Required action 1: Summarize the excerpt on the economic crisis in two sentences.
Required action 2: In the excerpt on the economic crisis, what is illiquidity?
Required action 3: Continue the excerpt on the economic crisis from where it stops.

Document excerpt:
--- START ---

Especially at a time when the functioning of the global economy is predicated upon the ongoing ability of the US government to borrow enormous sums of money to service its growing debt, such a measure could send a message to investors that contracts are not inviolable and the US government is willing to change the rules whenever it suits its aims. If the commitment of the US government to honor its obligations were ever to come into serious question, the likely effects would dwarf our current problems.
Likewise with the attempts of central banks to solve our problems by flooding the market with liquidity. I don’t remember where I first heard the distinction made between illiquidity and insolvency, but this is a key point for understanding the nature of the current economic crisis. Illiquidity is when a fundamentally sound economic entity finds itself endangered by a short-term shortage of funds. For example, if a company will be paid for its products a month from now but needs to pay its employees today, this is a liquidity problem, and it can be addressed by means of a short-term financial infusion. Insolvency, on the other hand, is when an entity is built on a fundamentally flawed economic foundation – e.g. when a person earning $30,000 per year buys a $400,000 home by means of a high-risk mortgage. In this case, no amount of additional short-term liquidity is capable of bringing the long-term imbalances back into equilibrium. And, this is exactly what is happening in the realm of central bank policy these days. Entities across the board – from governments, to banks, to private citizens – have built upon flawed economic foundations, and no amount of short-term liquidity can solve these fundamental problems. Additionally, the negative effects of unrestrained liquidity pose an even larger risk to the financial system than the problems it is supposed to fix.

--- END ---

Source material:
--- START ---

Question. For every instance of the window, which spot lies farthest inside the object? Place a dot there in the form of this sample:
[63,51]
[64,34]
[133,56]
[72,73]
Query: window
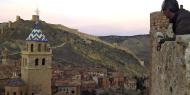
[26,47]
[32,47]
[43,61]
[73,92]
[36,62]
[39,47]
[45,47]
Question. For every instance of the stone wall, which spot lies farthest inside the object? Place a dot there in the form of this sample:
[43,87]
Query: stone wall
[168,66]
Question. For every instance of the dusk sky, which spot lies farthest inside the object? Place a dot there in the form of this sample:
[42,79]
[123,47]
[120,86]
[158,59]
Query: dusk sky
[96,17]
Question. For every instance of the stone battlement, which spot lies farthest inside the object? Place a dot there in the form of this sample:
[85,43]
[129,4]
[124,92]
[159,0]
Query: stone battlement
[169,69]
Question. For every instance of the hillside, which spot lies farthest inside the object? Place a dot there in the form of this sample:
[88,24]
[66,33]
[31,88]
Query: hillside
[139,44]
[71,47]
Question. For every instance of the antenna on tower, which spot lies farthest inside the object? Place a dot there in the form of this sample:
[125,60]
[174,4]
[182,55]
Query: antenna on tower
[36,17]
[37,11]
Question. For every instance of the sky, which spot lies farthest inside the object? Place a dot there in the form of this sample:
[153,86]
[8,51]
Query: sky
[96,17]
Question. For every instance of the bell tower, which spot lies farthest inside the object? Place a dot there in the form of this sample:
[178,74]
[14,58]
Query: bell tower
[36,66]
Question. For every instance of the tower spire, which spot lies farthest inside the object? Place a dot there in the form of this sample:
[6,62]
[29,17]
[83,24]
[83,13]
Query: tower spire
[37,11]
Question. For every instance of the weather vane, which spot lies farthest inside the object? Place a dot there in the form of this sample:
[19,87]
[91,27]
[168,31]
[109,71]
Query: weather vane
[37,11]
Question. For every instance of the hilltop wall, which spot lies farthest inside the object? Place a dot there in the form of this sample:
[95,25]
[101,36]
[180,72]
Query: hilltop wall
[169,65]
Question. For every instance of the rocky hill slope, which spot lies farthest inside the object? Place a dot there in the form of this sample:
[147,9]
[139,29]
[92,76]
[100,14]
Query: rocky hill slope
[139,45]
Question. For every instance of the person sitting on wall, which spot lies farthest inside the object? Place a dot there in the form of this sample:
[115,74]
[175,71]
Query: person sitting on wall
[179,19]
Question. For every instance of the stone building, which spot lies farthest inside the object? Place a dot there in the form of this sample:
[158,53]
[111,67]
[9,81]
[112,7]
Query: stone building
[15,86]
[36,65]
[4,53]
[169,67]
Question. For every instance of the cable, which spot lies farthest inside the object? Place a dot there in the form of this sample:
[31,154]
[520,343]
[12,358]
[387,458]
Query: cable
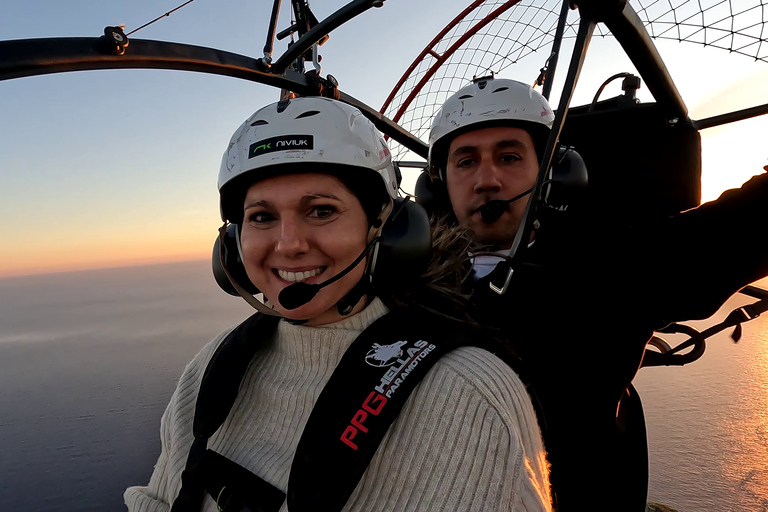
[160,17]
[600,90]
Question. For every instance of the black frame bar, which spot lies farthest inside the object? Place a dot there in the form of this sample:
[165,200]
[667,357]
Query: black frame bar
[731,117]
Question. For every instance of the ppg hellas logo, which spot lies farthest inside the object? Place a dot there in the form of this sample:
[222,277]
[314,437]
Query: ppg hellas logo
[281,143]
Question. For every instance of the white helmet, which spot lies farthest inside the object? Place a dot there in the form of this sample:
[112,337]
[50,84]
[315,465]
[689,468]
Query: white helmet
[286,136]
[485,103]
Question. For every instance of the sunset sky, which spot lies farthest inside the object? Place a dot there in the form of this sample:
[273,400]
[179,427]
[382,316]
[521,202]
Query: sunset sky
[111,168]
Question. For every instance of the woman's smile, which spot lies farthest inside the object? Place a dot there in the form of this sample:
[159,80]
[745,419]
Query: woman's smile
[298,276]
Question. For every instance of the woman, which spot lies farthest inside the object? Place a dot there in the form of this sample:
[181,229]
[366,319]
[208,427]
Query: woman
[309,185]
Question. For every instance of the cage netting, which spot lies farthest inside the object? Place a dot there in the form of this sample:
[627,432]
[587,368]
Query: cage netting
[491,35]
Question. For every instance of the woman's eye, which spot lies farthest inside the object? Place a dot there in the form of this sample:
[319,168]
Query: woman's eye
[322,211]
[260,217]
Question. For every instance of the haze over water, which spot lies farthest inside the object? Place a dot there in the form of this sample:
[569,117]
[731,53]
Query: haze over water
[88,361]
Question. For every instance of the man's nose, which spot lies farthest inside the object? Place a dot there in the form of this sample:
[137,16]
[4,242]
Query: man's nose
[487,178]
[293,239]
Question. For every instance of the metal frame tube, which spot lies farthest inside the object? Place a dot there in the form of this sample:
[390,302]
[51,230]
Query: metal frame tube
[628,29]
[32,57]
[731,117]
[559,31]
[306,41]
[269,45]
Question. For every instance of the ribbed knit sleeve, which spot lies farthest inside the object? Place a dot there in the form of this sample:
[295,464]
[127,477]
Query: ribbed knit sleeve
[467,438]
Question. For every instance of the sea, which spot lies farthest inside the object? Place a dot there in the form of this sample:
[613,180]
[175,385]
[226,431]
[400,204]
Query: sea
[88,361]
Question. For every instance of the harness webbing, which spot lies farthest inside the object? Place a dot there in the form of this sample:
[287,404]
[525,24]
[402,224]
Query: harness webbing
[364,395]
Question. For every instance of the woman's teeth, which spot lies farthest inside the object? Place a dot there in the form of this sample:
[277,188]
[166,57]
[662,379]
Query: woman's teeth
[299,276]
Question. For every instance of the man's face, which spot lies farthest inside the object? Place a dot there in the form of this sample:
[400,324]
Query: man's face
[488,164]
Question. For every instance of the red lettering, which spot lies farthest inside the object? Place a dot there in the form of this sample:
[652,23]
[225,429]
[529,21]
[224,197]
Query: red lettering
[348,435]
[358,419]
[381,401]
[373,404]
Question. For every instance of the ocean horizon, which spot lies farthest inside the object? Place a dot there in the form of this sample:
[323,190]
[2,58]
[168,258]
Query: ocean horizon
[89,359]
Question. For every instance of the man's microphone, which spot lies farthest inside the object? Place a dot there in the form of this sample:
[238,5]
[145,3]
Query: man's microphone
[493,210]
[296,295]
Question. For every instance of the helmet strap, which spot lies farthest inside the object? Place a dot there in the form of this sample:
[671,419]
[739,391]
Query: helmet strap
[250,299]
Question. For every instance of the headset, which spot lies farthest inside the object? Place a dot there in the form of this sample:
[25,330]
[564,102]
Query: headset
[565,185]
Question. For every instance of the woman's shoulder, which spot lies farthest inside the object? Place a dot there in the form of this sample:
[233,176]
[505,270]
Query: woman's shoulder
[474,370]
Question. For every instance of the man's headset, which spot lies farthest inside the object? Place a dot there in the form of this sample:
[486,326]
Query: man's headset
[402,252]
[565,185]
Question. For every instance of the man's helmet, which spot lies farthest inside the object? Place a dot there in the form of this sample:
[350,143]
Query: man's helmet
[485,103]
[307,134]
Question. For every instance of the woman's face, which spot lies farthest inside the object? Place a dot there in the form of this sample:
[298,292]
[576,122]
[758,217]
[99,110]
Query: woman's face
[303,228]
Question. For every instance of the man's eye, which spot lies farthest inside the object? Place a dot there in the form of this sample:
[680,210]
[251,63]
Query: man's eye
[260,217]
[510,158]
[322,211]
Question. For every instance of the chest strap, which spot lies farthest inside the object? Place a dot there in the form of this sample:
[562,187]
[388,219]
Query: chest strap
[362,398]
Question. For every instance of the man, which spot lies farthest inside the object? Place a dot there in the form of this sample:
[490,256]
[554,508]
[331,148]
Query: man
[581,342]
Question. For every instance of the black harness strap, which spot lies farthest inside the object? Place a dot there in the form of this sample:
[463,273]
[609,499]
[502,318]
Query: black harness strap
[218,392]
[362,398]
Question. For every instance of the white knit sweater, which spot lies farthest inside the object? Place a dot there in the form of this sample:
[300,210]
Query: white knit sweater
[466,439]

--- END ---

Task output 1: Changing the rules on US government debt could tell investors that contracts are not inviolable, and serious doubt about the US honoring its obligations would dwarf current problems. Central banks' flooding of the market with liquidity cannot fix insolvency, meaning entities built on flawed economic foundations, and unrestrained liquidity poses an even larger risk to the financial system than the problems it is meant to fix.

Task output 2: Illiquidity is when a fundamentally sound economic entity finds itself endangered by a short-term shortage of funds.

Task output 3:
The proof, as they say, is in the pudding. All of the emergency measures employed by governments and banks have thus far failed to solve the systemic problems we face. The problems remain, while the dollar collapses and central bankers deplete their diminishing supplies of ammunition. A perfect case-in-point is provided by the announcement today that the Fed and the European Central Bank will jointly act to inject $40 billion in emergency funds into the financial system. An Associated Press article describing the measures states, “The European Central Bank said Wednesday it would make as much as $20 billion available to European banks, in part to fill their demand for scarce dollars, as part of coordinated action with the U.S. Federal Reserve and other central banks.” But, if “scarce dollars” are really the problem, why has the dollar plummeted against other world currencies? The answer is that the problem isn’t illiquidity, it is insolvency, and no amount of additional short-term liquidity can help. The only likely consequence of this move is a further erosion of the value of the dollar.
America is sick right now – everybody knows this. Everybody also knows that long-term health is achieved not by ever-increasing medication, but by treating the causes of disease and restoring the health of the organism. Our current economic sickness may not be fatal, but the medicine may very well be.